▶ Text shown
↓↓↓

United States District Court, S.D. Indiana, Indianapolis Division

September 5, 2018

BRIGID A. FORD, Plaintiff,



         The parties have filed their exhibit objections and their responses thereto and have provided the exhibits in question to the Court for review. The Court, being duly advised, now resolves the objections as follows.

         The Plaintiff's Objections to Exhibits the Defendant Wishes to Offer[1]

         One of the two remaining claims in this case is the Plaintiff's claim that two of her co-workers, Carol Ladd and Eva Watts, with whom she worked from roughly October 2013 through December 2013, subjected her to a hostile work environment because of her disability. The Plaintiff objects to exhibits that relate to discipline the Plaintiff received that did not relate to the time she worked with Ladd and/or Watts and conflicts she had with co-workers other than Ladd and Watts, arguing that those exhibits constitute propensity evidence that is inadmissible pursuant to Federal Rule of Civil Procedure 404. The exhibits in those categories are: 30-35, 52, 58, 59, 62, 207 (which includes 2010, 2013-19, and 2048), 214-16, 247-49, 251, 284, 286-87, 291, 298, 2003-09, and 2011-12.[2]

         Rule 404(a) provides that “[e]vidence of a person's character or character trait is not admissible to prove that on a particular occasion the person acted in accordance with the character or trait.” Rule 404(b)(1) provides that “[e]vidence of a crime, wrong, or other act is not admissible to prove a person's character in order to show that on a particular occasion the person acted in accordance with the character.” The exhibits in question clearly implicate this rule; they are evidence of actions taken by the Plaintiff (the actions that led to her being disciplined or to her co-workers lodging complaints against her) that the Defendant wishes to introduce to show that she had a particular character trait, that is, that she had difficulty getting along with people at work. The Defendant argues that the exhibits are nonetheless admissible pursuant to Rule 404(b)(2), which provides that the type of evidence generally excluded by Rule 404(b)(1) “may be admissible for another purpose, such as proving motive, opportunity, intent, preparation, plan, knowledge, identity, absence of mistake, or lack of accident”:

However, the discipline Plaintiff received before May 2013 and post-Ladd and Watts is relevant to this matter because it goes to the motivation and intent behind Ladd's and Watt's [sic] actions. See FED R. EVID. 404(b). The various exhibits indicating that Plaintiff had issues getting along with other coworkers besides Ladd and Watts support MCSO's theory that Plaintiff engaged in clashes with coworkers and upset her coworkers. This evidence is critical to MCSO's case because it shows that the motivation and intent behind Ladd's and Watt's [sic] interactions with Plaintiff were not due to Plaintiff's disability.

↑↑↑

▶ Dataset entries
↓↓↓

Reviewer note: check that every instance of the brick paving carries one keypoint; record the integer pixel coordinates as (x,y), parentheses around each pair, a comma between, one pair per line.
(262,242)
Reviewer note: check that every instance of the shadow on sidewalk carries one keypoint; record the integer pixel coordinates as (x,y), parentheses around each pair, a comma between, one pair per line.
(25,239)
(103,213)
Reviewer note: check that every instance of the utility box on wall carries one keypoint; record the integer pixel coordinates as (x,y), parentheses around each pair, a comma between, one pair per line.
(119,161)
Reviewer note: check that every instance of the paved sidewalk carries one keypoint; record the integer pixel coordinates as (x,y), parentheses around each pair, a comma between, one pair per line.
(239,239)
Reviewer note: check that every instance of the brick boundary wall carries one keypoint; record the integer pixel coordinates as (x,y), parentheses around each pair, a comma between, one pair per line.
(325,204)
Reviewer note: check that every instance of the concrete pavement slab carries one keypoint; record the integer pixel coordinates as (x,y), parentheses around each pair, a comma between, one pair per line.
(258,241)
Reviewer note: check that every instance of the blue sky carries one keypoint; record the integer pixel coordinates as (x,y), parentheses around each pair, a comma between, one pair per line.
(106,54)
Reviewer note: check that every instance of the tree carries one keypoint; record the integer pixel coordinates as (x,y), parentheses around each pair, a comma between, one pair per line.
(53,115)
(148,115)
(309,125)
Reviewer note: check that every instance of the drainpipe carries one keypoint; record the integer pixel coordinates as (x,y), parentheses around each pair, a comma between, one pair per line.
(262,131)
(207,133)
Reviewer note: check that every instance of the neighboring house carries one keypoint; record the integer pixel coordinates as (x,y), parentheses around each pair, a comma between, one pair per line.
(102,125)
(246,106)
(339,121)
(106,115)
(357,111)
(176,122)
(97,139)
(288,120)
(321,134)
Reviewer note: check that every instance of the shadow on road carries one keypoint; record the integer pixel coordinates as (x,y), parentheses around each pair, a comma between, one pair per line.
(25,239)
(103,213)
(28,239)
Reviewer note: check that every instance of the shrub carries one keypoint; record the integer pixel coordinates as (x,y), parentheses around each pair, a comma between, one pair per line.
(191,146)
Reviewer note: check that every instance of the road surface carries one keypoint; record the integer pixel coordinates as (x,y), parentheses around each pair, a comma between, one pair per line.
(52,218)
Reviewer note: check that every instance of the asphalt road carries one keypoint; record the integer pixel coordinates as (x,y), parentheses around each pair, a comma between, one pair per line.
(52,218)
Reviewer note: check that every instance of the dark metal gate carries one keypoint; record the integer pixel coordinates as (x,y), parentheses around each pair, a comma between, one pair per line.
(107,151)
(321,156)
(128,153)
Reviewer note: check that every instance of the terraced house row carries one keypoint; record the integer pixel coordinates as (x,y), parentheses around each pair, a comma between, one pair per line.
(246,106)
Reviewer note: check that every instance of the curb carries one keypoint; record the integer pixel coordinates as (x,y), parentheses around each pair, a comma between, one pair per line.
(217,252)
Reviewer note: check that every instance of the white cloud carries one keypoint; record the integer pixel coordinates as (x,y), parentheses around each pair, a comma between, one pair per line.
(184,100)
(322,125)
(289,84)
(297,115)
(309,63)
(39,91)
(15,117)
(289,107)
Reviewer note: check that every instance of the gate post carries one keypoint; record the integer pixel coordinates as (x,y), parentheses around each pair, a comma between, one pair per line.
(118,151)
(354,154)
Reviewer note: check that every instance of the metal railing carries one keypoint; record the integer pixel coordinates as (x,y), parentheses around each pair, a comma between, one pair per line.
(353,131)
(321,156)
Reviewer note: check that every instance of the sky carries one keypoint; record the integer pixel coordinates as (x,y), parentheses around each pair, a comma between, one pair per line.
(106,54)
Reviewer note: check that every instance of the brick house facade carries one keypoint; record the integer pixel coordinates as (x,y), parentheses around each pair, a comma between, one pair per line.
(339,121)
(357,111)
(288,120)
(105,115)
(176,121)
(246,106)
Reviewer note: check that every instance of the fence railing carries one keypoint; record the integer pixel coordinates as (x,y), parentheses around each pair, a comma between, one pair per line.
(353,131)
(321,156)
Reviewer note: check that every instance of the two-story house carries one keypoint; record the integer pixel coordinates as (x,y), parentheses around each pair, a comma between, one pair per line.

↑↑↑

▶ Work task
Copy out, word for word, everything in the court order above from "The parties have" down to "objections as follows.".

▶ Output of the exercise
The parties have filed their exhibit objections and their responses thereto and have provided the exhibits in question to the Court for review. The Court, being duly advised, now resolves the objections as follows.